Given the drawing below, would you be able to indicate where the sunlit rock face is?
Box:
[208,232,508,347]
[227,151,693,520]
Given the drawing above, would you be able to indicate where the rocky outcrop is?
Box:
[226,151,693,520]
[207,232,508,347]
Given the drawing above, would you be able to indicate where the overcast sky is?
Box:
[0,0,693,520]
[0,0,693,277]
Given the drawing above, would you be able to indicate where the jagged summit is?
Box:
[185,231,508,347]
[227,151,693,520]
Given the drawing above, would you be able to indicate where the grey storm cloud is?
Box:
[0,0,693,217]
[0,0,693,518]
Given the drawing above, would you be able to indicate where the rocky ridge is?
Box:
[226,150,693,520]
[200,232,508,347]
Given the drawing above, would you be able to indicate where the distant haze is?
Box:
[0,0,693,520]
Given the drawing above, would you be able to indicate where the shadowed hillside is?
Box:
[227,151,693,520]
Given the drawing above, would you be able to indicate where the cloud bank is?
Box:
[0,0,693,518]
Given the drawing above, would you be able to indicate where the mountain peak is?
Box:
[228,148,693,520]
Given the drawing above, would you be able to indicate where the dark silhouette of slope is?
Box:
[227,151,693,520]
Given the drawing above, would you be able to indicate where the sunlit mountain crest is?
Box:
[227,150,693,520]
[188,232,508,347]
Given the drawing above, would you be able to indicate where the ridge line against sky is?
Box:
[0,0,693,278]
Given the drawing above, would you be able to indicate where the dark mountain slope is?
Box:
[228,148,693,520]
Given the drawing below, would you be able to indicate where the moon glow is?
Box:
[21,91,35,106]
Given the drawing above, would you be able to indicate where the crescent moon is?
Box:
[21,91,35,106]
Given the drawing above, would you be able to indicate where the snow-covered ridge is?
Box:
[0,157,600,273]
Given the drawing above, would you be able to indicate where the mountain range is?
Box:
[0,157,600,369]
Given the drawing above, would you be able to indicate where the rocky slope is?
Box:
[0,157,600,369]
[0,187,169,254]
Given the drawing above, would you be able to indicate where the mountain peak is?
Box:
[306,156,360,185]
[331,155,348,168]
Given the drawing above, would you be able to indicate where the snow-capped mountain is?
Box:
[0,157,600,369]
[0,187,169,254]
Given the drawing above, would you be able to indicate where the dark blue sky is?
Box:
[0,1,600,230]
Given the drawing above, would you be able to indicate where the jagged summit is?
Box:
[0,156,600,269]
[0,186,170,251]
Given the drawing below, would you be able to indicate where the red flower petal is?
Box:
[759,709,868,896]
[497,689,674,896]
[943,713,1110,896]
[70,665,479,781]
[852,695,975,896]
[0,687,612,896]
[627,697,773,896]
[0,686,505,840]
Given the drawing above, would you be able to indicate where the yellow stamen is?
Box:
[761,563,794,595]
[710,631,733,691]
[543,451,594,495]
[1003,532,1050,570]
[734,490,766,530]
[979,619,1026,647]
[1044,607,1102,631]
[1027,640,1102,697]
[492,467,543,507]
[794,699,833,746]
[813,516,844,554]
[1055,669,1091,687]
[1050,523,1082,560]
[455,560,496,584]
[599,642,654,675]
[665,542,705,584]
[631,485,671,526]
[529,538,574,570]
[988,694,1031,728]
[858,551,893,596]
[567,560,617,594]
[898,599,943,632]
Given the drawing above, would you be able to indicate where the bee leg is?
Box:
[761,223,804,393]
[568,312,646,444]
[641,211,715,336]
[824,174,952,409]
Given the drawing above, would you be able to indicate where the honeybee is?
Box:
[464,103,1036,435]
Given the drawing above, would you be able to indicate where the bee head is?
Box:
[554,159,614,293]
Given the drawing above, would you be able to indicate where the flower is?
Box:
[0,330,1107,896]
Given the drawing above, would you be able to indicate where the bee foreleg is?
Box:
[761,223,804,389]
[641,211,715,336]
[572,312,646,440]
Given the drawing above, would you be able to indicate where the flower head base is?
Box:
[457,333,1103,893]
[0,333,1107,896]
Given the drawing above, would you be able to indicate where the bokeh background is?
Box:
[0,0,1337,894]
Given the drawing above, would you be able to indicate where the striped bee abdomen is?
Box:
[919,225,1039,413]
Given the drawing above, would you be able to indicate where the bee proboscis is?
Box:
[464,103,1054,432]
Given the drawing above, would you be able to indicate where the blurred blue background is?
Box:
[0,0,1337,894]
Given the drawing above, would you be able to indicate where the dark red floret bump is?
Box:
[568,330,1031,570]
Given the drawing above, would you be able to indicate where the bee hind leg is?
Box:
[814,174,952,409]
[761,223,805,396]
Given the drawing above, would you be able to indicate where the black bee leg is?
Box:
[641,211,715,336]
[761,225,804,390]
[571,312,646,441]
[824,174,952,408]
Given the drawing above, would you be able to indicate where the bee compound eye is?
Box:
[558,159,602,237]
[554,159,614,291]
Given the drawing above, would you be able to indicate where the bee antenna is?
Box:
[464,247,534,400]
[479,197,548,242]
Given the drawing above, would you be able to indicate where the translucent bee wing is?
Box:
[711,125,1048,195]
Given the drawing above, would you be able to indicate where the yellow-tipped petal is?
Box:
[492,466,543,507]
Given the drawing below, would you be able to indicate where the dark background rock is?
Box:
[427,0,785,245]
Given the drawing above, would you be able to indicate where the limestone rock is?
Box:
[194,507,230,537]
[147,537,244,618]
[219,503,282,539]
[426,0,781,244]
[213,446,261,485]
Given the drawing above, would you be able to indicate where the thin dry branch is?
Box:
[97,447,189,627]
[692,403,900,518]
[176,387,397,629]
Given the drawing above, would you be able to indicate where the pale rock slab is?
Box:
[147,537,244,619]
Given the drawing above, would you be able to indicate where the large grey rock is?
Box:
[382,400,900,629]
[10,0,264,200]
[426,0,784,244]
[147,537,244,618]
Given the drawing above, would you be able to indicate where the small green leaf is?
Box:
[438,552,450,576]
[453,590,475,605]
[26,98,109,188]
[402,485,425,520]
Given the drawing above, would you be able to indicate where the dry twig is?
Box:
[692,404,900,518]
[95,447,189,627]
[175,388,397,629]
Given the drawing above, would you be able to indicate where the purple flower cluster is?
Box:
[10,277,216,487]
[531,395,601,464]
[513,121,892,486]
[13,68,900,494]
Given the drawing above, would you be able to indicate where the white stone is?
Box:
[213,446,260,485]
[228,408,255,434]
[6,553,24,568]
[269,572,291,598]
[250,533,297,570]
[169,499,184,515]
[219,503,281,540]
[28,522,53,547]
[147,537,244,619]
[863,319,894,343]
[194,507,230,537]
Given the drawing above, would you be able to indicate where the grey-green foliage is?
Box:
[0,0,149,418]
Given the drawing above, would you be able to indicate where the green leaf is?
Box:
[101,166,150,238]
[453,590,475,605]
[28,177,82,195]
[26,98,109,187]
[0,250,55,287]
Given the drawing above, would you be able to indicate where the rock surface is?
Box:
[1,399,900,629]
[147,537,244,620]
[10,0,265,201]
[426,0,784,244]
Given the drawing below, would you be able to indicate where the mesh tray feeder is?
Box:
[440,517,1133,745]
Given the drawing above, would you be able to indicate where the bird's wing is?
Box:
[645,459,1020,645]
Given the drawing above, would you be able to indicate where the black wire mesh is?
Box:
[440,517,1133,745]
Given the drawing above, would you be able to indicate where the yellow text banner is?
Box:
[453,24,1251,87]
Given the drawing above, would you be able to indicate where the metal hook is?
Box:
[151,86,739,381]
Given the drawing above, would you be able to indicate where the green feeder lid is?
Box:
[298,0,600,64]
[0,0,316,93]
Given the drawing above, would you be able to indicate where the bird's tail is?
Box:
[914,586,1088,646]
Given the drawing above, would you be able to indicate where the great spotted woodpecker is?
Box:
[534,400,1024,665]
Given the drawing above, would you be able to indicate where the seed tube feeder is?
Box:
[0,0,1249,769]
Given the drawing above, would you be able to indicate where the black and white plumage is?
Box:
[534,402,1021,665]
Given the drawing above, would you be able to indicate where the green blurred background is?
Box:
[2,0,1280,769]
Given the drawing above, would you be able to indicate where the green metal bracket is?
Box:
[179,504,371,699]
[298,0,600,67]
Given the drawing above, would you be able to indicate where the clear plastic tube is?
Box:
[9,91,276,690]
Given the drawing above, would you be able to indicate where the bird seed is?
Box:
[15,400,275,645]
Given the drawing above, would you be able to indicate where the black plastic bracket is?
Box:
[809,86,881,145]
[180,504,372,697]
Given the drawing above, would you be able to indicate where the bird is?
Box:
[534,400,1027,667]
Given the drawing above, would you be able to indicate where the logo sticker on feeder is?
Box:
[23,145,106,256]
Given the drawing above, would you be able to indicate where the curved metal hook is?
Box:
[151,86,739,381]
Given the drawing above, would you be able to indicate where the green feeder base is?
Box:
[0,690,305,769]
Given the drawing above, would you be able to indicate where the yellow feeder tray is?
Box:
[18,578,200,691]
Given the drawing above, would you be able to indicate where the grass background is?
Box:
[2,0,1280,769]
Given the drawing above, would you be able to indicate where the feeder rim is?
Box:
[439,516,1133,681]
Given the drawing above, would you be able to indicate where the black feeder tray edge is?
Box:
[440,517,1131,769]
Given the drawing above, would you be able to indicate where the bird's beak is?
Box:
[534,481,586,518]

• _What you should do_
Output the records from the line with "bird's wing is?" through the line with "[914,586,1088,646]" as a two-column CSV with headers text and box. Give one row per record, with its text and its answer each in a single quoted field and line breaks replaced by spaces.

• _Response below_
text,box
"Given the drawing above, would you be able to indicate where the bird's wing is? Box:","[645,459,1020,645]"
"Given the drawing above, would you be able to indicate where the black wire mesh is? Box:","[440,517,1133,745]"
"Given the drawing above, would you be able to indicate where the yellow text banner is? Box:","[453,24,1251,87]"
"Given the drawing above, would you be able to indicate where the metal hook is? Box:","[151,86,739,381]"
"Given the drawing above, would you be able to indicate where the green feeder lid is? Box:","[298,0,600,64] [0,0,316,93]"
"Given the drawing above, would you be able to indicate where the bird's tail is? Box:","[914,586,1088,646]"